Decide whether each statement agrees with the article on Passkey Therapeutics below, answering yes or no and quoting the words of the article that settle it. (a) Passkey's seed funding of $20 million was led by Breakout Ventures. (b) Passkey is based in Boston. (c) Beutel leads a team of 25 people.

:: EXCERPT ::

Passkey aims to use single drugs for multiple proteins

Start-up emerges from stealth with $20 million to develop the new approach

by Rowan Walrath
October 22, 2024

 

An executive wearing a button-down shirt and glasses stands against a gray background.
Credit: Passkey Therapeutics
Bruce Beutel, cofounder and CEO of Passkey Therapeutics

A trio of biotech and pharma executives with backgrounds in computational chemistry and systems biology are making a bet: that new computational tools will allow them to go after multiple protein targets with just one drug.

Former Merck & Co. executive Bruce Beutel, computational chemist and serial entrepreneur Soumya Ray, and systems biologist and former Biogen leader William Chen joined forces about 2 years ago to found a start-up called Passkey Therapeutics. On Tuesday, they launched the Cambridge, Massachusetts–based firm publicly and announced it had raised $20 million in seed funding led by Breakout Ventures.

Passkey’s play is a class of drug candidates the start-up calls SMThs—pronounced “smiths” and short for “synergistic multifunctional therapeutics.” The drug candidates are designed to target pairs or groups of proteins that cause disease when they work together.

“The industry’s pretty dominated by a single-protein-as-a-target paradigm. You pick one protein that’s associated with a disease, and then you modulate its activity in some way with the drug,” says Beutel, who serves as Passkey’s CEO. “The problem with this is that it’s not going to work that well most of the time. [There’s a] disconnect between this reductionist, simple approach of targeting one protein and the complexity of the biology itself.”

Other researchers have tried to tackle this problem before; bispecific antibodies, for instance, can bind to two target antigens at once. Beutel and his 15-person team plan to build on that work by developing single drugs—some small molecules, some antibodies—that can tackle multiple protein targets together.

:::
:: RECORDED INFORMATION ::

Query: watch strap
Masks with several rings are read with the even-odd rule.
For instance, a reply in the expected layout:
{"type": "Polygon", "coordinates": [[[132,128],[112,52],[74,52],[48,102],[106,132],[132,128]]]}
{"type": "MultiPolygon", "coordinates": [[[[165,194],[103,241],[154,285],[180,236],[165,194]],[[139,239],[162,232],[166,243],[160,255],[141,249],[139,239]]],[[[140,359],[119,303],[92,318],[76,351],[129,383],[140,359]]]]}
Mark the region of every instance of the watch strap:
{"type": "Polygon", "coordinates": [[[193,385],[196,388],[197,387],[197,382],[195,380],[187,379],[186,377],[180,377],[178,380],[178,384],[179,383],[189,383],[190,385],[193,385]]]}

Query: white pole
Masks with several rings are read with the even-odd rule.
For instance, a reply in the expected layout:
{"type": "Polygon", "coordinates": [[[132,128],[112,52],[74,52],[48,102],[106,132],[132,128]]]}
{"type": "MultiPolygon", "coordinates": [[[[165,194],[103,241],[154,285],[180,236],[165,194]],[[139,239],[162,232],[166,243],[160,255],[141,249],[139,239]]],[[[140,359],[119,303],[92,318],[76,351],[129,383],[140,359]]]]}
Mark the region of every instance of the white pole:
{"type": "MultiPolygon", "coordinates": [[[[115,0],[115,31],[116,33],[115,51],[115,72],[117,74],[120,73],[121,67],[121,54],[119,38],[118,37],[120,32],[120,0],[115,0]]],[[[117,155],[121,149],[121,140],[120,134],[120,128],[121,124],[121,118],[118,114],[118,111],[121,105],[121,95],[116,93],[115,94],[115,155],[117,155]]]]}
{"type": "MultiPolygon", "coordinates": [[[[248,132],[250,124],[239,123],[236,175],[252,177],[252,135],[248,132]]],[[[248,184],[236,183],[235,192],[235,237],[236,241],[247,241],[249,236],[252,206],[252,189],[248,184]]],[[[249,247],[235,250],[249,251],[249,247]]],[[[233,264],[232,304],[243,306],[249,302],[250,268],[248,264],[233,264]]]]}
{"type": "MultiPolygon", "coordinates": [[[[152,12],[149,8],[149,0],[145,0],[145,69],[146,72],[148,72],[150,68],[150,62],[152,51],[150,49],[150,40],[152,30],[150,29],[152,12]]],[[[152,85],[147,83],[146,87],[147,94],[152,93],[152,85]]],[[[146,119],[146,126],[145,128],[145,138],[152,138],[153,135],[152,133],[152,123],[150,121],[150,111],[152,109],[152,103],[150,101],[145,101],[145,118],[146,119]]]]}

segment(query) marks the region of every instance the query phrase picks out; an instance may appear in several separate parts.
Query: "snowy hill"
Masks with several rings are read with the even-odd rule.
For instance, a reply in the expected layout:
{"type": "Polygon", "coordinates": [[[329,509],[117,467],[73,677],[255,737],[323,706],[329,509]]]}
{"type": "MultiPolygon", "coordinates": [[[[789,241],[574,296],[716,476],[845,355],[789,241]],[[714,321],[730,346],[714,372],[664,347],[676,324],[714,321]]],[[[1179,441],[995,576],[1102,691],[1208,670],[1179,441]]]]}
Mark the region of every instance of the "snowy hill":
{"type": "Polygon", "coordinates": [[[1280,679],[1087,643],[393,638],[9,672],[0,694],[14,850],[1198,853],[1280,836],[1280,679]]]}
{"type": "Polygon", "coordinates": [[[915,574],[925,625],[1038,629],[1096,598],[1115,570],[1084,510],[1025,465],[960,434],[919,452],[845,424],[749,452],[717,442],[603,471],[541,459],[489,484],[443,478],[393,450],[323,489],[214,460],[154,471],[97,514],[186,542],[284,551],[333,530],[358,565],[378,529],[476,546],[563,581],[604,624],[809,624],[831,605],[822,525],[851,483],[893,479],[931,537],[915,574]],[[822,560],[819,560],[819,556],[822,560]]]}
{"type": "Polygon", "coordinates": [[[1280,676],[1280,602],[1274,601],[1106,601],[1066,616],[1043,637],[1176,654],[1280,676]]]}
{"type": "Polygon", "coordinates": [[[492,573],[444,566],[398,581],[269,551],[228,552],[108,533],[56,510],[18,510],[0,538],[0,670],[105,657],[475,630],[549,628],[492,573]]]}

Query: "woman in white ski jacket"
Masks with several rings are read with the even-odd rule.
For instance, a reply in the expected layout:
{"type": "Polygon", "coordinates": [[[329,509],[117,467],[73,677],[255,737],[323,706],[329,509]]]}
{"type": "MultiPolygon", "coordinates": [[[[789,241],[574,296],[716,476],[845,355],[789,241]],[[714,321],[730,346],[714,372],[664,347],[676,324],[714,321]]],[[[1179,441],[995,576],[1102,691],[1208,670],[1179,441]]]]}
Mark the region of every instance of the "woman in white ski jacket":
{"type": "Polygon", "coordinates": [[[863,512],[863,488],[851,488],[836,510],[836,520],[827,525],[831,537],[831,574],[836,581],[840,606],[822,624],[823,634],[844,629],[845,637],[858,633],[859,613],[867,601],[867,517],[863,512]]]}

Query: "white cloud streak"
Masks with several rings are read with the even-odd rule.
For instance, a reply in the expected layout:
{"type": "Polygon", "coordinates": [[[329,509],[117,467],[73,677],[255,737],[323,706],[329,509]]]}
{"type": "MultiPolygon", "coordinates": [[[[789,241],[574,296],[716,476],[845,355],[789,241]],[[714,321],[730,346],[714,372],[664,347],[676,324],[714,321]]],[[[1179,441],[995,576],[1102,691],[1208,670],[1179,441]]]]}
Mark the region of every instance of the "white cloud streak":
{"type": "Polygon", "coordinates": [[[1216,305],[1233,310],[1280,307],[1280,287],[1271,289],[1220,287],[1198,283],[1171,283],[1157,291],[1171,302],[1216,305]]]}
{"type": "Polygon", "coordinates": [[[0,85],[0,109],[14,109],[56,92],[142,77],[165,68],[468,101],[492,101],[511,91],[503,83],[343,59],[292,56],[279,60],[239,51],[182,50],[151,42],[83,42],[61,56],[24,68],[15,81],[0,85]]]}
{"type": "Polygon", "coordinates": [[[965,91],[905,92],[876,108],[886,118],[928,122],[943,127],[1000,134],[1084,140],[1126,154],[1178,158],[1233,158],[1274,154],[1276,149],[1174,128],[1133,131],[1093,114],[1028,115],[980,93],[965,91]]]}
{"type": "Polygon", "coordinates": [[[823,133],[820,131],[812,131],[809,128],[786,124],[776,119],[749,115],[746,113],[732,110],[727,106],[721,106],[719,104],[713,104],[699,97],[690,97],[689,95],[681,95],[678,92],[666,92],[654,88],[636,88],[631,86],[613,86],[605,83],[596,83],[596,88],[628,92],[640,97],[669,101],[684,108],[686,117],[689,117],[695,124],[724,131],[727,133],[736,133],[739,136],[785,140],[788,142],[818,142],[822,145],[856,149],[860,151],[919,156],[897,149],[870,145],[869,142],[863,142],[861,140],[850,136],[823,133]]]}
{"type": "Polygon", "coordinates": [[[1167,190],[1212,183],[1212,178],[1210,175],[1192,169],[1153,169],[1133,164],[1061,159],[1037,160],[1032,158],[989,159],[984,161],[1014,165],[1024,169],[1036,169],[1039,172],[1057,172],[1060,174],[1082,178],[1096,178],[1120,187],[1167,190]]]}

:::

RESULT OF THE EXERCISE:
(a) Yes: "announced it had raised $20 million in seed funding led by Breakout Ventures."
(b) No: "they launched the Cambridge, Massachusetts–based firm publicly"
(c) No: "Beutel and his 15-person team"